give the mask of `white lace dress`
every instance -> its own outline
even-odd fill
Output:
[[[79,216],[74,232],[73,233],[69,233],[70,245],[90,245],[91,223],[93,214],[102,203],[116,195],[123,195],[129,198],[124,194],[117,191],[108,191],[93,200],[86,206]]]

-=-=-

Please multiply every polygon coordinate in the answers by 1.75, rounding to whole numbers with halves going up, and write out all the lines of the items again, requests included.

### Finished task
give the mask of `white lace dress`
every instance -> its own outline
even-odd fill
Output:
[[[138,378],[130,406],[128,408],[121,408],[123,429],[158,429],[159,390],[163,375],[179,355],[203,341],[215,341],[226,347],[217,340],[205,334],[189,334],[163,350],[151,361]]]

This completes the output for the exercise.